_Task details_
Extract all of the data and reproduce it precisely.

====== Dataset excerpts ======

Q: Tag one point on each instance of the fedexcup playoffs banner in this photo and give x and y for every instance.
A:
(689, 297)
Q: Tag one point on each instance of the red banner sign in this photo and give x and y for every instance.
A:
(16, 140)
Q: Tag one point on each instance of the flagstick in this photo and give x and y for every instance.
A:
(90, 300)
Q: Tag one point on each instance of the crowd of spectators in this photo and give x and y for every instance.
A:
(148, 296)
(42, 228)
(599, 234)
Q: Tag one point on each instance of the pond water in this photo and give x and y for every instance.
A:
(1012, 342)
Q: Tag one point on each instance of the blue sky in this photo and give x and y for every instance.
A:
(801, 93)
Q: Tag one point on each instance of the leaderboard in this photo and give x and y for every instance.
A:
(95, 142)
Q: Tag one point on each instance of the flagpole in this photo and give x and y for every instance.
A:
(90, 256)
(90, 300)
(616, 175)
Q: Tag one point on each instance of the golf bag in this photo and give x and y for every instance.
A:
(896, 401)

======

_Solution to this exercise_
Q: Tag one point on each instance of the fedexcup playoffs banner in this photo and give x and y for every instance.
A:
(689, 297)
Q: Tag one point on each instance of the red banner sign in this photo and give x and y for every instance.
A:
(16, 140)
Q: Tag one point on each instance of the flagstick in this photo and give x and y for every instance.
A:
(90, 300)
Q: Tag one point on each instance of the crowd of spectators in this photo and give x and y for every instance.
A:
(148, 296)
(42, 228)
(599, 234)
Q: Tag one point on each instance of the pond water in this photo and give x and y for every instance.
A:
(1012, 342)
Q: Tag one point on each instance of the blue sky in this photo and give x and y for every instance.
A:
(801, 93)
Q: Tag one point on each instance of the leaderboard in this photo and give x and y for every instance.
A:
(95, 142)
Q: Tag one point on each instance of the flagpole in this photo and give x and y for every instance.
A:
(90, 256)
(90, 300)
(616, 175)
Q: Tag one point on each instance of the golf bag in this photo and give x and y for every instance.
A:
(896, 401)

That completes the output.